[Okuma Metni]
+++++
Karşıyaka Yelken Kulübü'ne Ömer de ben de uzaktık çünkü öncelikle orada yakından tanıdığımız birisi yoktu. Üye olmamız için teknemiz yoktu. Tekneye gerek olmasa bile üyelik ödentisini öğrenci olarak karşılayabilecek durumumuz yoktu. Ayrıca o yıllar şimdiki gibi yelken kursları yoğun değildi.
    
Ömer'in deniz tutkusu ve elinden iş geliyor olması sonucu; o yıllarda da spor amaçlı yoğun olarak kullanılamayan İzmir Körfezi'ni; ikimiz, amatörün de amatörü olarak değerlendirmenin keyfini sürüyorduk. Bizi gören yaşıtlarımız niye özenip de hiç olmazsa bir bot yapıp denizin keyfini almazlardı, hala şaşarım. Daha ilginci, üçüncü samimi arkadaşımız, aslında kendisi de bir deniz kıyısı ilçenin çocuğu olan Fethiyeli Hasan (**) bu tutkumuzun içinde asla yer almaz, Körfez'in güzelliğini bizimle paylaşmazdı. Onun gözünde birer maceraperesttik.
+++++
[Sorular]
**1.** Okuma metnine göre Fethiyeli Hasan, Körfez'de denize açılan iki arkadaşını nasıl görüyordu?
**2.** İzmir Körfezi'ndeki deniz anılarını anlatan okuma metnini kaldığı yerden sürdürün.
+++++
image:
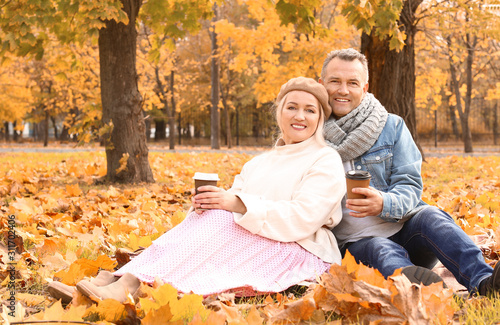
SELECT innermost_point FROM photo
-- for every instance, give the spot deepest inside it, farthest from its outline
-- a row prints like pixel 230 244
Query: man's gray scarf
pixel 355 133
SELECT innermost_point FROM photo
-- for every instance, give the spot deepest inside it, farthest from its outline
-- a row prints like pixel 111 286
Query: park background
pixel 203 73
pixel 207 73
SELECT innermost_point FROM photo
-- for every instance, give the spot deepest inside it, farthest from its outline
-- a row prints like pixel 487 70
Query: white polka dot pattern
pixel 210 253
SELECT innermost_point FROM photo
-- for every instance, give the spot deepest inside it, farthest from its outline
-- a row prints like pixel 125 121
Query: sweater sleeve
pixel 315 202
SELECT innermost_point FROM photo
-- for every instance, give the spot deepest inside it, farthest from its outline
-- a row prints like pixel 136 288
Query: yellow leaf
pixel 73 190
pixel 123 163
pixel 253 317
pixel 110 310
pixel 30 299
pixel 158 317
pixel 135 242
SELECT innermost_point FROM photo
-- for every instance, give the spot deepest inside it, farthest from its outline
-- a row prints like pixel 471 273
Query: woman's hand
pixel 212 197
pixel 372 205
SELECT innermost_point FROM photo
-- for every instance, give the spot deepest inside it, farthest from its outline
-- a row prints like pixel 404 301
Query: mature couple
pixel 286 219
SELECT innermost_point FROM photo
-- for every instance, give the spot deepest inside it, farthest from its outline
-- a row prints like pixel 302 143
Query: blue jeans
pixel 430 235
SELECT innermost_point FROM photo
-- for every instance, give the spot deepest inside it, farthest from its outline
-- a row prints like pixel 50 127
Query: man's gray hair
pixel 346 55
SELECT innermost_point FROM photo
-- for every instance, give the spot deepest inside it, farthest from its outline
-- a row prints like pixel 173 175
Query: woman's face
pixel 300 115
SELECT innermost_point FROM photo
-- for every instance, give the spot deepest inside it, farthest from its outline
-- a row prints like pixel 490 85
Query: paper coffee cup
pixel 201 179
pixel 357 178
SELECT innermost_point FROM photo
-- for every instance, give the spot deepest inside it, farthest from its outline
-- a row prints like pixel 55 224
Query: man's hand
pixel 371 206
pixel 212 197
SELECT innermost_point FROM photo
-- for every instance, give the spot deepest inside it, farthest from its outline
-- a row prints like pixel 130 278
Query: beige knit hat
pixel 308 85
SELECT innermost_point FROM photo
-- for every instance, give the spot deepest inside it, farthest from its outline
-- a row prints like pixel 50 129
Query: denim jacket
pixel 394 162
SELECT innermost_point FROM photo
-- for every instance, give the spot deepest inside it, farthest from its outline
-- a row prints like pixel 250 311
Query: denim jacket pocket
pixel 378 162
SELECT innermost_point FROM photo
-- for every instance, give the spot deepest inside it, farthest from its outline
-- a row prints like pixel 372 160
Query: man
pixel 392 227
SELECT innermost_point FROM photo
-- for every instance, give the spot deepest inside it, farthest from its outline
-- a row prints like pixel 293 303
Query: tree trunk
pixel 392 73
pixel 463 113
pixel 46 129
pixel 54 125
pixel 225 95
pixel 121 100
pixel 15 134
pixel 214 67
pixel 160 129
pixel 466 132
pixel 171 114
pixel 495 124
pixel 6 128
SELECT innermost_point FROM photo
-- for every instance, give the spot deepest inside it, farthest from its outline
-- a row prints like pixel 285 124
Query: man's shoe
pixel 421 275
pixel 118 290
pixel 59 290
pixel 491 284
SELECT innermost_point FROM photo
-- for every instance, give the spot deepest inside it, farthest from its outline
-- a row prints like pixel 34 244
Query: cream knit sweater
pixel 290 193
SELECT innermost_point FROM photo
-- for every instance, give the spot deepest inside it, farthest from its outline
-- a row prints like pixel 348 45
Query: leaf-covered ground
pixel 67 228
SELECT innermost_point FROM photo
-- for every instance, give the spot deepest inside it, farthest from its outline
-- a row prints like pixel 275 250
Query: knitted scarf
pixel 356 132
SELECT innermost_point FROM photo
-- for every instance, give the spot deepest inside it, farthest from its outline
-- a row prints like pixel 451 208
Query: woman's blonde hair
pixel 278 107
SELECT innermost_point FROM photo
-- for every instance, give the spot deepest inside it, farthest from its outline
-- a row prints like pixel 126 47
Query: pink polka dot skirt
pixel 210 253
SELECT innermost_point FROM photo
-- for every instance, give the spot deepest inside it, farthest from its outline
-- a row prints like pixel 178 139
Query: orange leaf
pixel 158 317
pixel 294 312
pixel 73 190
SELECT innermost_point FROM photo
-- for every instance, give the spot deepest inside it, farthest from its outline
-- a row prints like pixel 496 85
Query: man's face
pixel 346 86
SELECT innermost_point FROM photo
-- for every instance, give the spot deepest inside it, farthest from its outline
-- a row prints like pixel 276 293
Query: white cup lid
pixel 206 176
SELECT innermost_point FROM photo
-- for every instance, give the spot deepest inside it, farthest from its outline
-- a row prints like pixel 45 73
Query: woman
pixel 270 231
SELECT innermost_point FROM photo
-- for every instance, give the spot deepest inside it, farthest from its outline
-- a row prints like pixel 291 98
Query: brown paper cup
pixel 201 179
pixel 203 182
pixel 357 178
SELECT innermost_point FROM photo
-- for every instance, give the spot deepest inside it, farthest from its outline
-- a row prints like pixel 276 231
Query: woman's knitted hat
pixel 308 85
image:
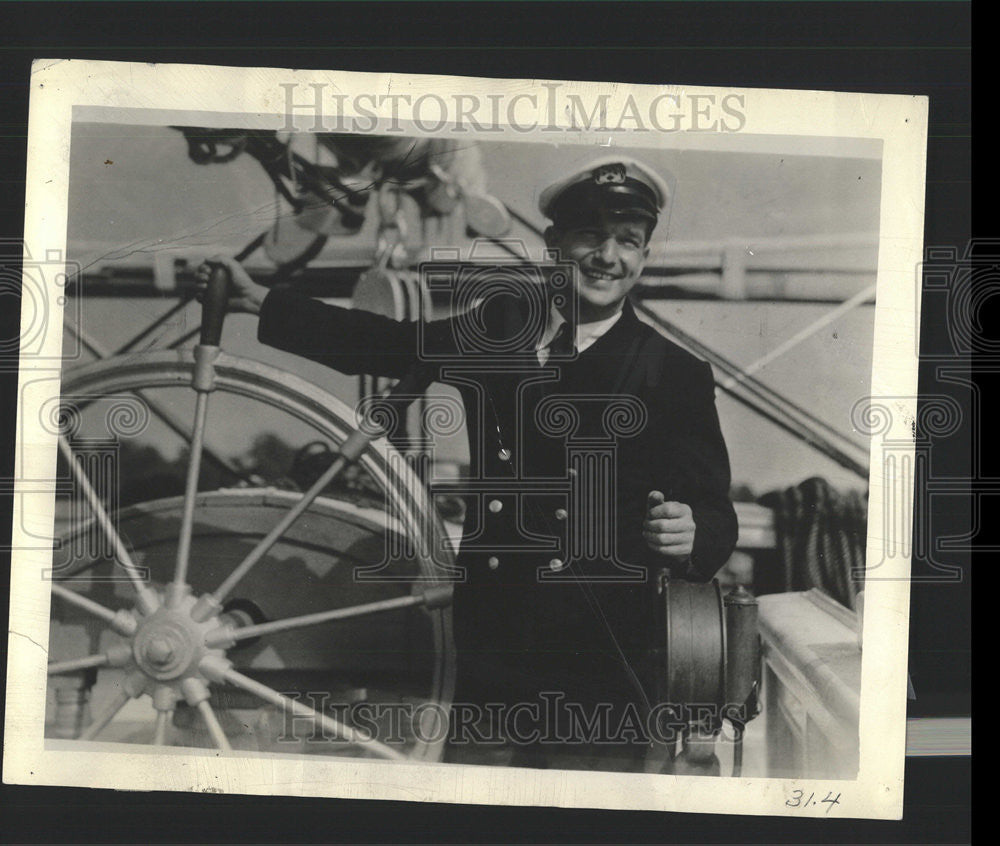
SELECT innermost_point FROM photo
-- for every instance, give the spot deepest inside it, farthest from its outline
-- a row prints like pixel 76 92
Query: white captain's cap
pixel 615 184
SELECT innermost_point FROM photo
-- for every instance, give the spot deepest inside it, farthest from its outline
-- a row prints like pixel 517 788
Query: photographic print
pixel 465 440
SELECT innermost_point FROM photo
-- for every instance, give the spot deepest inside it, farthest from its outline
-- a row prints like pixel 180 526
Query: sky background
pixel 133 191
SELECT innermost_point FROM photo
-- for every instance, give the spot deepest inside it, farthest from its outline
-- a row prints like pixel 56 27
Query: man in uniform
pixel 610 435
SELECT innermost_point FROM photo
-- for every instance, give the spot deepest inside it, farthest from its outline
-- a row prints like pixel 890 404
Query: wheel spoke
pixel 214 727
pixel 72 666
pixel 328 723
pixel 146 598
pixel 120 621
pixel 191 489
pixel 162 724
pixel 231 635
pixel 83 602
pixel 106 716
pixel 275 534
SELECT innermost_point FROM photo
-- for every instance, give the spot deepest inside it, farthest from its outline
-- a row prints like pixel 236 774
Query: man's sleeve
pixel 703 478
pixel 349 340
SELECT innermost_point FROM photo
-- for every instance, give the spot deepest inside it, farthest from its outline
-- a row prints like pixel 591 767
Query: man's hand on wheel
pixel 245 295
pixel 669 527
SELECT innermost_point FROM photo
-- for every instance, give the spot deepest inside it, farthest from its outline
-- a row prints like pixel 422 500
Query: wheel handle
pixel 213 305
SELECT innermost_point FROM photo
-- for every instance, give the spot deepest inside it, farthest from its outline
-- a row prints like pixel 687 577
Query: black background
pixel 892 47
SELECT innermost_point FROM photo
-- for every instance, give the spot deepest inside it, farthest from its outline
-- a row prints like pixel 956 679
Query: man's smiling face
pixel 610 252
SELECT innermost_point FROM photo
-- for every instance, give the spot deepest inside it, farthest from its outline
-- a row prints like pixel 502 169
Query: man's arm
pixel 693 527
pixel 348 340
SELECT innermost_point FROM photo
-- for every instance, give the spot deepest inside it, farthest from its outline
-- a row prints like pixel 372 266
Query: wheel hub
pixel 169 644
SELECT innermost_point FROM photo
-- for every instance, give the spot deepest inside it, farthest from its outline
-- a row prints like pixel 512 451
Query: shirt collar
pixel 586 333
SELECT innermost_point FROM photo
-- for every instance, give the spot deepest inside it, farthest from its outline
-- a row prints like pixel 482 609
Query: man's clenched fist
pixel 668 527
pixel 245 295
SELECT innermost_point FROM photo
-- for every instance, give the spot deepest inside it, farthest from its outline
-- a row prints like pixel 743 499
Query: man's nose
pixel 607 251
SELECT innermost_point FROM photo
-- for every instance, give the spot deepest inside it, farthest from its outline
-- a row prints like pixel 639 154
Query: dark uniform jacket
pixel 558 587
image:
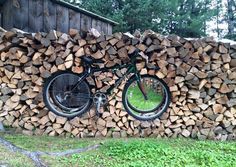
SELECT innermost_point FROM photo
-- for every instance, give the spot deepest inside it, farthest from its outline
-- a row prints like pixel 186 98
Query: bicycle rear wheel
pixel 59 98
pixel 153 105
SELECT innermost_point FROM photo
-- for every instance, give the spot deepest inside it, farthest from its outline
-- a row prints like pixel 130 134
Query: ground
pixel 123 152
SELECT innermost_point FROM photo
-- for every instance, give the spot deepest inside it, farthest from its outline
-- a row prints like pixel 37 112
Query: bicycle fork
pixel 141 86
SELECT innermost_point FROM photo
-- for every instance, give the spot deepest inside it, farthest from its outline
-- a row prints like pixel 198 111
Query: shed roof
pixel 86 12
pixel 76 8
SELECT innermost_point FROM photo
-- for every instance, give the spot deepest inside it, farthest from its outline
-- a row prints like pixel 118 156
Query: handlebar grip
pixel 135 53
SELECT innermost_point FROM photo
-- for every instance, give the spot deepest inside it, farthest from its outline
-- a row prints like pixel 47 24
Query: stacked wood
pixel 201 74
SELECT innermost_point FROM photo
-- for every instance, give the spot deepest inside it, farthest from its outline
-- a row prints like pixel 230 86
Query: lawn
pixel 136 152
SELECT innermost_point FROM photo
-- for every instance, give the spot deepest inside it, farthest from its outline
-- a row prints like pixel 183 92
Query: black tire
pixel 59 101
pixel 157 108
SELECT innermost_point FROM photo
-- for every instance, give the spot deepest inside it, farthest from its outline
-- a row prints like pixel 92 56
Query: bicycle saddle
pixel 87 60
pixel 90 60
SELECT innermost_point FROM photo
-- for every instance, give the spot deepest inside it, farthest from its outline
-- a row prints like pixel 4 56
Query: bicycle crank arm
pixel 141 87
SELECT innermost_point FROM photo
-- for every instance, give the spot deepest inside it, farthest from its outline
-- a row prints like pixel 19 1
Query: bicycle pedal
pixel 98 114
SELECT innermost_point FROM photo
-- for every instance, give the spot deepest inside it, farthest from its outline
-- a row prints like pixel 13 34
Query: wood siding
pixel 38 15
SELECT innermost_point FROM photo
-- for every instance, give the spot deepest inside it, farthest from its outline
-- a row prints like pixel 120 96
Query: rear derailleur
pixel 100 99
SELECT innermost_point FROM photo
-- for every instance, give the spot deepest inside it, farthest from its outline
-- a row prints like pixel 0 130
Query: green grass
pixel 7 158
pixel 136 98
pixel 131 152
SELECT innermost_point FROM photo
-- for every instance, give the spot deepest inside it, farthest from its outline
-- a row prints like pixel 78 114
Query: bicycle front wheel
pixel 59 97
pixel 146 99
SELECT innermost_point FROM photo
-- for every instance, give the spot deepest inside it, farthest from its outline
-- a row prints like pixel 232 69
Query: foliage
pixel 182 17
pixel 187 18
pixel 129 152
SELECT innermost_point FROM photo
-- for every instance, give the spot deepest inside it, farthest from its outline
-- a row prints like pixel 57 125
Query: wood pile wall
pixel 201 74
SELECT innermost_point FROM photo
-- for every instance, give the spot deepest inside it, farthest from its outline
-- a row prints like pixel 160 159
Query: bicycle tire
pixel 150 114
pixel 55 105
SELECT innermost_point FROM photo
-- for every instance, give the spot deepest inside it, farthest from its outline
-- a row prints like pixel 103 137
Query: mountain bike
pixel 145 97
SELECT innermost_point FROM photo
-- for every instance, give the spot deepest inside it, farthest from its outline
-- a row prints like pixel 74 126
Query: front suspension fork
pixel 141 86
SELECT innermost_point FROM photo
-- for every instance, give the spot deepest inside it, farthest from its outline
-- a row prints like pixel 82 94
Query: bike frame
pixel 131 68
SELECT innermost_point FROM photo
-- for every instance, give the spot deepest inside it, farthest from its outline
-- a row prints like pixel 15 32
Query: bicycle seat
pixel 90 60
pixel 87 60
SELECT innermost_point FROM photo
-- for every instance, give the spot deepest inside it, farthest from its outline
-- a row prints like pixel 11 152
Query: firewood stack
pixel 201 74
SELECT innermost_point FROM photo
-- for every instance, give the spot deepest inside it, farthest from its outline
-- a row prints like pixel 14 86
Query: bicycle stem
pixel 141 87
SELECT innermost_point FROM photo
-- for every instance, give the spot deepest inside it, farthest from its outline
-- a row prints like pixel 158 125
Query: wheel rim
pixel 61 100
pixel 157 95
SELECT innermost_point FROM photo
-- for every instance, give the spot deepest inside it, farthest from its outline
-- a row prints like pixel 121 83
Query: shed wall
pixel 38 15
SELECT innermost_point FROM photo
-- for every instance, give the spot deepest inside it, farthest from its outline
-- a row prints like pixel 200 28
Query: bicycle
pixel 145 97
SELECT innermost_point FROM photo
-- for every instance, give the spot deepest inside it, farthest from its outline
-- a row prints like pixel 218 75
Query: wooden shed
pixel 45 15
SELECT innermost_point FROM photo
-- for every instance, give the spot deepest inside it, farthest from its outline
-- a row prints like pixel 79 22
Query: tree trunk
pixel 230 4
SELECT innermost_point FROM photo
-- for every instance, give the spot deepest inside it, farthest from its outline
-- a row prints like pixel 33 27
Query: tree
pixel 182 17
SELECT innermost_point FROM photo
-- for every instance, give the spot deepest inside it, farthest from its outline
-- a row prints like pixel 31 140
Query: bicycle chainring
+++++
[Alıştırma Cevapları]
**1.** Onun gözünde ikisi de birer maceraperestti.

**2.**
    
Salt bota binmez yine o yıllar kumsal bir kıyıya açılan sokağın ağzından denize de girer, masmavi sularda yüzer, kurşunsuz oltalarımızla kıyıdan uzun, siyahi, kıvrak biçimde yüzen zargana balıkları yakalardık. Bir de Dalgakıran'ın yanındaki kumsalda ateş yakar, küçük lidakilerle son derece lezzetli isparozları boklu kebap olarak pişirir, ekmeksiz afiyetle yerdik.
     *
     Bir gün yine akşam üzeri Ömer ile evlerinde buluştuk. Rengi atıktı Ömer'in. Hemen dikkatimi çekti:
     -Ne oldu Ömer, okulda ters bir şey mi yaşadın?
    Aşağıdaki bahçede mahalleye koku salmış, çiçek içindeki hanımeliye dikine yasladığı botumuzu gösterdi Ömer:
    -Bugün Körfez'de vuruluyordum!
    -Anlamadım!
    -Kraliçe Elizabeth geldi ya...
    -E,
    -Gördün mü yatını, Pasaport'ta mendirek önüne demirli?
    -Yok, henüz sahile çıkmadım.
    -Bugün sabahtan geldi. Bir güzel süzüldü, bir güzel demir attı ki; ben de merak ettim, hemen bizim botu suya indirdim, küreklere o yönde asıldım.
     -E?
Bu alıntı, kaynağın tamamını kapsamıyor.